Requirement: Count the lines in the material below that contain the string "snowy". Give only the number.

Data supplied:

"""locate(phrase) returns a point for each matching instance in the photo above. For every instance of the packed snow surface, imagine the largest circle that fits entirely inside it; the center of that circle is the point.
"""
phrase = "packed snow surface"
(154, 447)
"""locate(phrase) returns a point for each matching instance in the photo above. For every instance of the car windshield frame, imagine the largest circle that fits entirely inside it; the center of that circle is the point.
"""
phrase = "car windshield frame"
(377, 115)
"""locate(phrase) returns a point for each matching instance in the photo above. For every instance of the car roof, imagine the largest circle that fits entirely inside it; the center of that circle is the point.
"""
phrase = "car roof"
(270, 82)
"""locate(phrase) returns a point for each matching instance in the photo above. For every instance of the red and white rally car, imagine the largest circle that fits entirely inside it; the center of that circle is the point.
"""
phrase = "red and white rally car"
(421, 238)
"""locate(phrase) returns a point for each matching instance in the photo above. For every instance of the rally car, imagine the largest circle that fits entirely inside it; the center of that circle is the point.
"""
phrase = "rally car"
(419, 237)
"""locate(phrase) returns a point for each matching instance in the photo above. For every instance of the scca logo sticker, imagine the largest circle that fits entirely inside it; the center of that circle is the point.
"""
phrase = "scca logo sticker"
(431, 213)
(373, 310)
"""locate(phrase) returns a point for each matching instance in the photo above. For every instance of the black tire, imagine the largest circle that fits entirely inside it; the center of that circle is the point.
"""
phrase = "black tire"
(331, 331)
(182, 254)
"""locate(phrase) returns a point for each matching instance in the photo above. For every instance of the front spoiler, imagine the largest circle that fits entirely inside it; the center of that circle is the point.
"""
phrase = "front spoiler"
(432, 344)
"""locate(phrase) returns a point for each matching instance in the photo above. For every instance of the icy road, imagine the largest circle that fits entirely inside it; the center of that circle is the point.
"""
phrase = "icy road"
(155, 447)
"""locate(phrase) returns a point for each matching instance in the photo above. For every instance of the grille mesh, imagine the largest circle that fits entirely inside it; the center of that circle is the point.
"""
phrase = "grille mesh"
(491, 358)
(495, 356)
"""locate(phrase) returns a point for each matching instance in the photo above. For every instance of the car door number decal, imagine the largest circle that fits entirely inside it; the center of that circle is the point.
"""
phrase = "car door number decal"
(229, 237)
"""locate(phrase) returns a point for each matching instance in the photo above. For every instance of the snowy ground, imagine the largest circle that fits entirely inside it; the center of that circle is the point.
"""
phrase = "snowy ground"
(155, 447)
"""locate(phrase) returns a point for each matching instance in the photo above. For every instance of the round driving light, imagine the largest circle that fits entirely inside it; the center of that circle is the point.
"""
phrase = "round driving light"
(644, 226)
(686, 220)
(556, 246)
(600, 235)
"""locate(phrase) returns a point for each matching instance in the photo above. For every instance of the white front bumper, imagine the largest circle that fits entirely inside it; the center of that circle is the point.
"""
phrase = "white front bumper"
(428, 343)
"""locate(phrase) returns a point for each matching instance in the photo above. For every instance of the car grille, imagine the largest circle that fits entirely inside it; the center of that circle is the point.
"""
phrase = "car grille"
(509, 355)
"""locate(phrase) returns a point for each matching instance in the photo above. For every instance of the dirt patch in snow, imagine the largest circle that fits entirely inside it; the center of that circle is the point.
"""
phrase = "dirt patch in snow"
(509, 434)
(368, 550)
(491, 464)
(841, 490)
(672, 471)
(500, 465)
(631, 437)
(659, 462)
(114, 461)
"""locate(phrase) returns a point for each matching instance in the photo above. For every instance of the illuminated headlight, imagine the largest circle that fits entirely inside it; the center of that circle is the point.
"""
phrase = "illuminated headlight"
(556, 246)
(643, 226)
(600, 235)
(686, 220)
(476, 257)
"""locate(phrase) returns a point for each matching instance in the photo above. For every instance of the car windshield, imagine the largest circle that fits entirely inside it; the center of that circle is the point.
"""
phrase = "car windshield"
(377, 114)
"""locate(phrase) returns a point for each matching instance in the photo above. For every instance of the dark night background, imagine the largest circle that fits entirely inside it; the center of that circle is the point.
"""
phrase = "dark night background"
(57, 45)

* * *

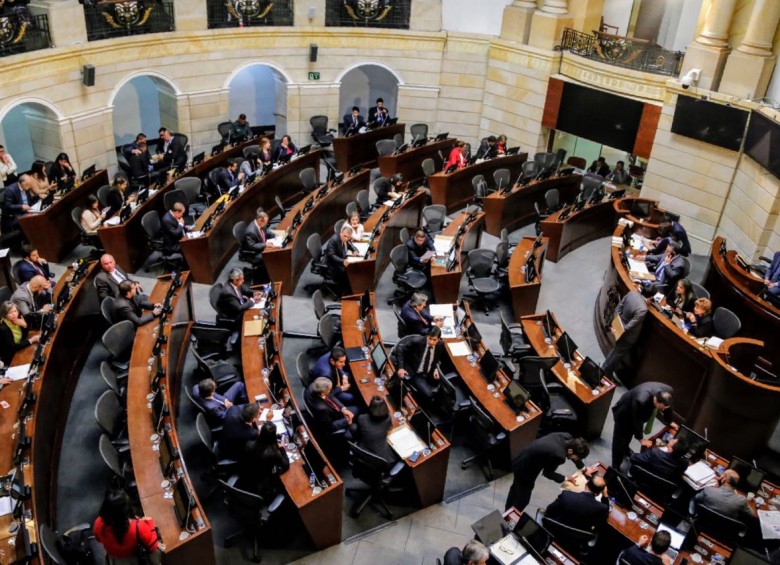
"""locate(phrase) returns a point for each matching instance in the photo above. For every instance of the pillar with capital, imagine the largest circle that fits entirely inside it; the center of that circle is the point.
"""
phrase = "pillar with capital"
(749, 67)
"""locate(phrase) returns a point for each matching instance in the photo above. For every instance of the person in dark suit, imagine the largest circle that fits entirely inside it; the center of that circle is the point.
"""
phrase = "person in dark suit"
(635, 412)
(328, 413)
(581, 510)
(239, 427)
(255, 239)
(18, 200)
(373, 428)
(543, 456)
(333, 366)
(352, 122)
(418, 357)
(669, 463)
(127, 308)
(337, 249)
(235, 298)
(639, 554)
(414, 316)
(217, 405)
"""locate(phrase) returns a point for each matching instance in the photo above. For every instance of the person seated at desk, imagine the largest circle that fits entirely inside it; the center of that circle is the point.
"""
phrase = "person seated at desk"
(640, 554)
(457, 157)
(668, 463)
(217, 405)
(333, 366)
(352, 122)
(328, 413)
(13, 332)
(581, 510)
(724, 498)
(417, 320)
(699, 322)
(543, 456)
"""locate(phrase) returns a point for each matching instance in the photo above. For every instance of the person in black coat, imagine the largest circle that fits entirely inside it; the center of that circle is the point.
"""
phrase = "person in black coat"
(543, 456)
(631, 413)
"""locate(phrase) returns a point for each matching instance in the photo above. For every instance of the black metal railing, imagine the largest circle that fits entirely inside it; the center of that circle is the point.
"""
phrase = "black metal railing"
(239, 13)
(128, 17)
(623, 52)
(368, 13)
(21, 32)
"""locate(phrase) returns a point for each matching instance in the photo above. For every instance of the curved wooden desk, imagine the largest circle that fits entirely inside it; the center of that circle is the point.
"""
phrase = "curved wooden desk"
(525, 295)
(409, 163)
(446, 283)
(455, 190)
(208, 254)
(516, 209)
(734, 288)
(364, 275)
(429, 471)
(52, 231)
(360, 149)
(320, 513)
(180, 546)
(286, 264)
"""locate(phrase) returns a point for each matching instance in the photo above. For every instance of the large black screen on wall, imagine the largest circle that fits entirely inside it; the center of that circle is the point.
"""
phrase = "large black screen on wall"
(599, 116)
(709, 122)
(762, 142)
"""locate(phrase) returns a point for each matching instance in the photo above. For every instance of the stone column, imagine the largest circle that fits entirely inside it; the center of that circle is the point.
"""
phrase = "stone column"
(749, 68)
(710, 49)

* * *

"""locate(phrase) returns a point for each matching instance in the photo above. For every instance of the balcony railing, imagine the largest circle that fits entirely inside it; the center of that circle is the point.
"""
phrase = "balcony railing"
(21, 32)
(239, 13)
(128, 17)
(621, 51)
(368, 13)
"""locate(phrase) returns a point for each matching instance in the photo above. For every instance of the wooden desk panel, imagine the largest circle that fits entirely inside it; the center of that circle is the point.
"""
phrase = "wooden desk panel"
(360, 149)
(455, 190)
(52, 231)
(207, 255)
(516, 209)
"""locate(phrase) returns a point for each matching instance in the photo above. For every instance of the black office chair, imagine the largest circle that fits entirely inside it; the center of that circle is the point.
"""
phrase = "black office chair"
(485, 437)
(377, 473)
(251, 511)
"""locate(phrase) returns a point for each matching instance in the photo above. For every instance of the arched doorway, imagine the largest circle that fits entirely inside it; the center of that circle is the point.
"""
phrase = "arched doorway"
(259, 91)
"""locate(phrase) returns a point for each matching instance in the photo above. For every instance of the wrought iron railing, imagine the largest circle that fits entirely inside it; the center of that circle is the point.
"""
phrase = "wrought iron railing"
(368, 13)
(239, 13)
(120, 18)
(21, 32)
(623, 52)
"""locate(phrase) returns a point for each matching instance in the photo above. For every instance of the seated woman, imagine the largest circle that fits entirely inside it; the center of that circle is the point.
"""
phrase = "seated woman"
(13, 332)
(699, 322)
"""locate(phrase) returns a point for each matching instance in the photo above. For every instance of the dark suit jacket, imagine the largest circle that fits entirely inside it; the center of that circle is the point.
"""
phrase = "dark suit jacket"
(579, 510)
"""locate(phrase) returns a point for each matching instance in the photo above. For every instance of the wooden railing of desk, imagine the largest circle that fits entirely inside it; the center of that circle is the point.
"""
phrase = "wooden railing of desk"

Exercise answer: 2